→ Source records:
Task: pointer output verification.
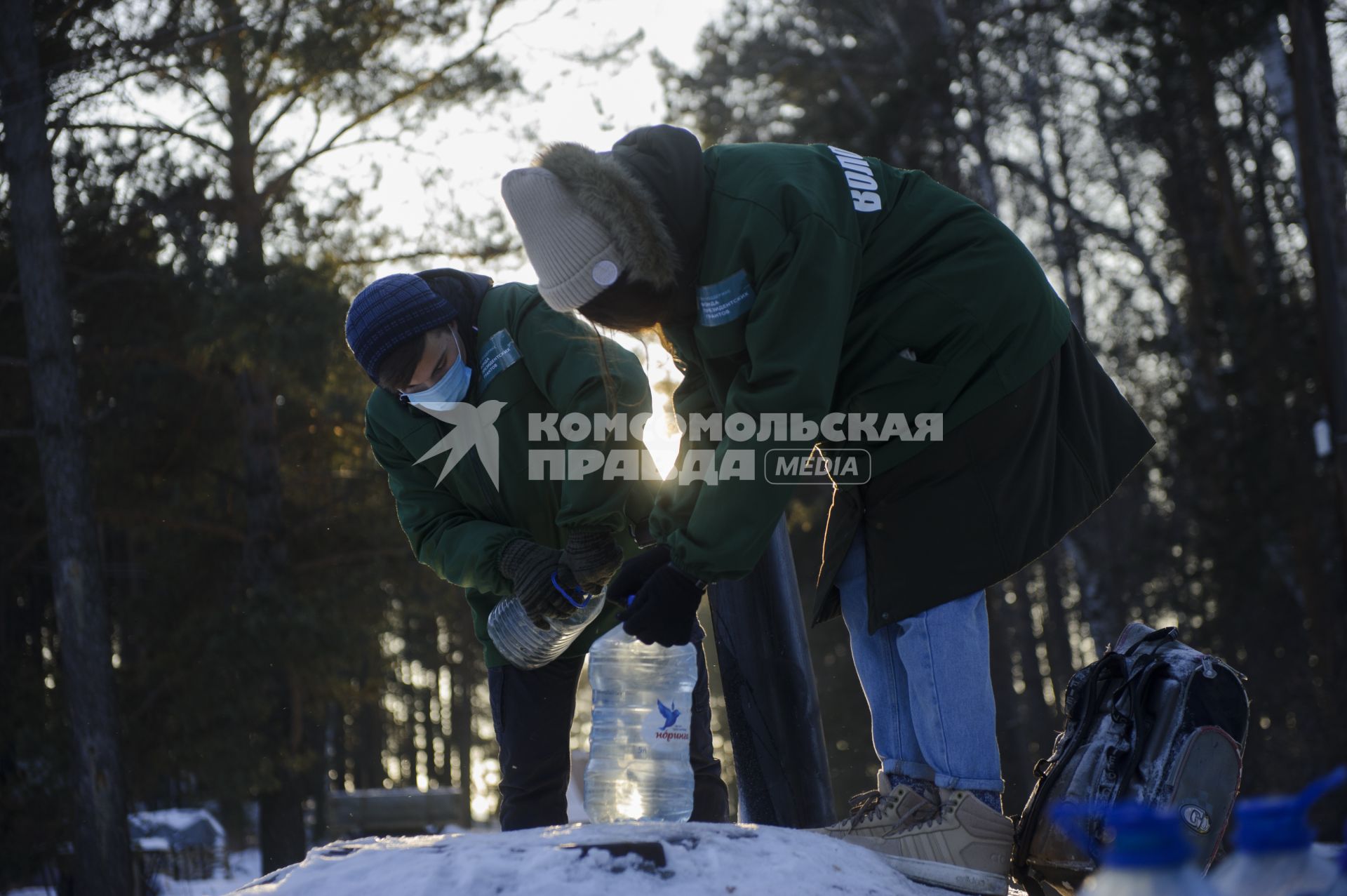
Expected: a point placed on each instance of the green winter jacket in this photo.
...
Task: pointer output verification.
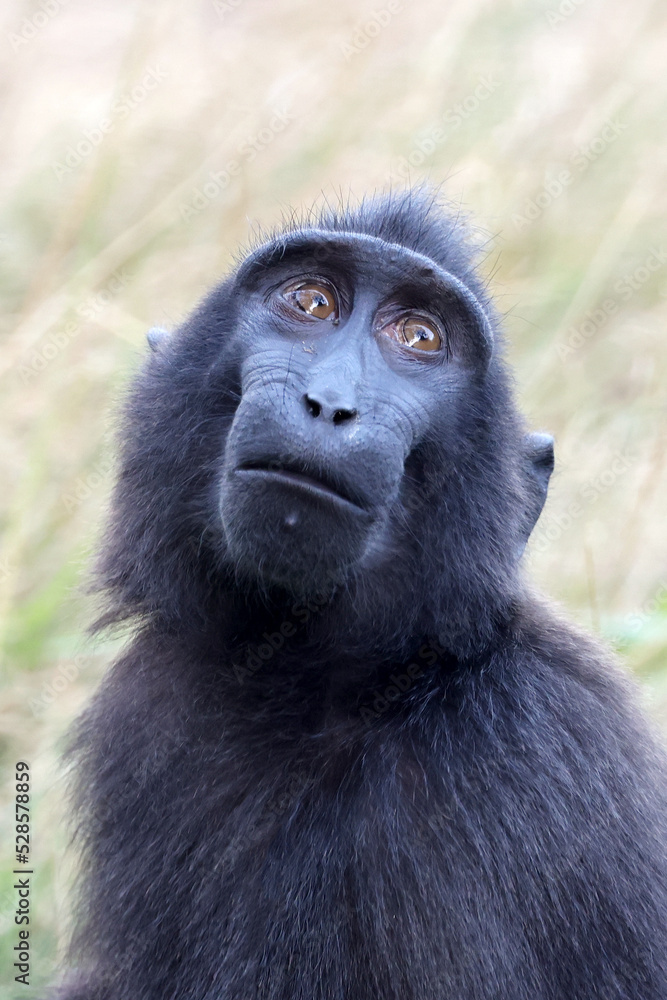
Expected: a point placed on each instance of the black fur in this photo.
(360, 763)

→ Problem requirements: Count the lines in the records above that contain the string "this", treating uppercase and lowercase as different. Reply with the number only.

→ Solution: 2